Exercise aim
Put the lines of the listing into a Markdown table with the columns Row and Line, starting at the first line and ending at the line that contains "154,0,625,44". Number each row and leave out blank lines.

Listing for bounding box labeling
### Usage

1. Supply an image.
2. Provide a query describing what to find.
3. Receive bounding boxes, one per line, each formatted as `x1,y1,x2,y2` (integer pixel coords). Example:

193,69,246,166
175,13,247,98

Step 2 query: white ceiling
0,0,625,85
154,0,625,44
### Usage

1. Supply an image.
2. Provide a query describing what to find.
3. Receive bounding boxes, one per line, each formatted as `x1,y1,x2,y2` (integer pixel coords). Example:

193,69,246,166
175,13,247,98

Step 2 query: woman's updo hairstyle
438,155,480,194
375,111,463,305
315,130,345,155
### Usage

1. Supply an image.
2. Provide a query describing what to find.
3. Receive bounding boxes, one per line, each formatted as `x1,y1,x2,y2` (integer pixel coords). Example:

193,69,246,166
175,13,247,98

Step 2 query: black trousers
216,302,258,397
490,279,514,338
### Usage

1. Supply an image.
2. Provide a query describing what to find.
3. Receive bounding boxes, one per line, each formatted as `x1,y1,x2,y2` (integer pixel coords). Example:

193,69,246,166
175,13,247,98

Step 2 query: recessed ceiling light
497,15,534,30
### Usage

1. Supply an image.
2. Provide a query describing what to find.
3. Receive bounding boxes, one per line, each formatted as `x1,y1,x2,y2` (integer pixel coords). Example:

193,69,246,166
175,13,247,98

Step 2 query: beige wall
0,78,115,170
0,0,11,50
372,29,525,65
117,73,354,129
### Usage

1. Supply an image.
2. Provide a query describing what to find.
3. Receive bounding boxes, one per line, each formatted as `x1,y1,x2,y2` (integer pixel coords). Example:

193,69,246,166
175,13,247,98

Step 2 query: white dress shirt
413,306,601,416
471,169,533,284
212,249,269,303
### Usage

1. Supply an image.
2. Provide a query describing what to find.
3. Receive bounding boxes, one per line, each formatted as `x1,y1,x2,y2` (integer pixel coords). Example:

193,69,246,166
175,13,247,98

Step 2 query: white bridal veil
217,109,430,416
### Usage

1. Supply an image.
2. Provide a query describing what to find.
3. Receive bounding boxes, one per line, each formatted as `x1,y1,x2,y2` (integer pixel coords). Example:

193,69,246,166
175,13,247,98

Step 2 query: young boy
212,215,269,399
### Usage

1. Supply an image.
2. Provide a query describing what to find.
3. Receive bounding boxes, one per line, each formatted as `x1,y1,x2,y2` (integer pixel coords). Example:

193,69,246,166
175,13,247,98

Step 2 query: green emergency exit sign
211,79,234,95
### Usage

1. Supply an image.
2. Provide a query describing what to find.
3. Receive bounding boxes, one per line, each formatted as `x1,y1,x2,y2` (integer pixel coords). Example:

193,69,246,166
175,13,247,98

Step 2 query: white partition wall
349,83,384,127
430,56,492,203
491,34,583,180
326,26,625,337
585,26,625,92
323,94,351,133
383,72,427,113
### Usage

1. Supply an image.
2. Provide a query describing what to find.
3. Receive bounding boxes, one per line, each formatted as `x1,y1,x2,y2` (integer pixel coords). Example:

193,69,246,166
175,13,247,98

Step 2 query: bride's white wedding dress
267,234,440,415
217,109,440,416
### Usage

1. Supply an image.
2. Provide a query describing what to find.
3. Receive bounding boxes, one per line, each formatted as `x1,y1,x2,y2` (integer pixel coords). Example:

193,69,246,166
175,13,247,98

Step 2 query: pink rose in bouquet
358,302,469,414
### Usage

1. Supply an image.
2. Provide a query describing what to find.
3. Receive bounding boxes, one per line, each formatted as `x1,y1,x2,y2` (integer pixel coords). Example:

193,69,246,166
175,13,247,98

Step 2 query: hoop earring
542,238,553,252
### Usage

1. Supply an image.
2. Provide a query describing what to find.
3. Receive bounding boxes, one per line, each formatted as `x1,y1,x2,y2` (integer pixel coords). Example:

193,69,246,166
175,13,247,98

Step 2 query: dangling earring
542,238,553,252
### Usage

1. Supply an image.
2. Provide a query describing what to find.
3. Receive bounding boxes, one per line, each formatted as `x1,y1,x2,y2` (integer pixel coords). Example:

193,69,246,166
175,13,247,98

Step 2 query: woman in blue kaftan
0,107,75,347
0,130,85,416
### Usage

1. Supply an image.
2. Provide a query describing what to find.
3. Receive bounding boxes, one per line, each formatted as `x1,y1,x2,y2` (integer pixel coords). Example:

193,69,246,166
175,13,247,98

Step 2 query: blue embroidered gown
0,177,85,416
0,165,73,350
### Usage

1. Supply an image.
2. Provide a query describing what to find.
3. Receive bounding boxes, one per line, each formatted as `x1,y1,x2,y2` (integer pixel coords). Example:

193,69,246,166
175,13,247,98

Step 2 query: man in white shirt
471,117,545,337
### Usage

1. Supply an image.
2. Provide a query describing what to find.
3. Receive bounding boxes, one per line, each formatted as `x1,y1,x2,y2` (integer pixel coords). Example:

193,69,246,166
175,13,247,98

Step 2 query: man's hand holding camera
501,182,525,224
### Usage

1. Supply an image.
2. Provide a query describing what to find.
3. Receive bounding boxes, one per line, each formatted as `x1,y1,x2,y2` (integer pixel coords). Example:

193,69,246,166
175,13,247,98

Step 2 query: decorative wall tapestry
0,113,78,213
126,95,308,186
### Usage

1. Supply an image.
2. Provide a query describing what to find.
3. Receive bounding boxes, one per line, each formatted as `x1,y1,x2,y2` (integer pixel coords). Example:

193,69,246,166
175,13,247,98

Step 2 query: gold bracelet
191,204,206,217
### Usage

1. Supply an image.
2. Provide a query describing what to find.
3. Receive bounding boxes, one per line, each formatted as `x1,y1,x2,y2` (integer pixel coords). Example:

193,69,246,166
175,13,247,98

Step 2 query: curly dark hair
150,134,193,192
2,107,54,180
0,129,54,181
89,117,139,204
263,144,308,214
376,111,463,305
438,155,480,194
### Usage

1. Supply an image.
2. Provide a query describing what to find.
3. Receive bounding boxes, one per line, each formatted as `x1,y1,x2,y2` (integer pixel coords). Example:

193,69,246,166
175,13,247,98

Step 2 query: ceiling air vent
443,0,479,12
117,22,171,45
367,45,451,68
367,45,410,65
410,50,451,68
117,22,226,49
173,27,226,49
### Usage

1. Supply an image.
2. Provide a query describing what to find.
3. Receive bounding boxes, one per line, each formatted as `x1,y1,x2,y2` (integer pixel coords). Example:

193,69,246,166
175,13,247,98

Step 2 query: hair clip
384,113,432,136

Exercise result
| Row | Line |
|---|---|
| 1 | ### Usage |
| 2 | 1. Supply an image. |
| 3 | 2. Provide a query describing what to find. |
| 4 | 3. Receive bounding boxes, one per line, each formatted as `x1,y1,x2,y2` (integer pixel coords). Example: |
| 5 | 193,69,246,166 |
| 6 | 175,13,247,98 |
| 7 | Step 2 query: white ceiling |
| 8 | 0,0,625,85 |
| 9 | 154,0,625,44 |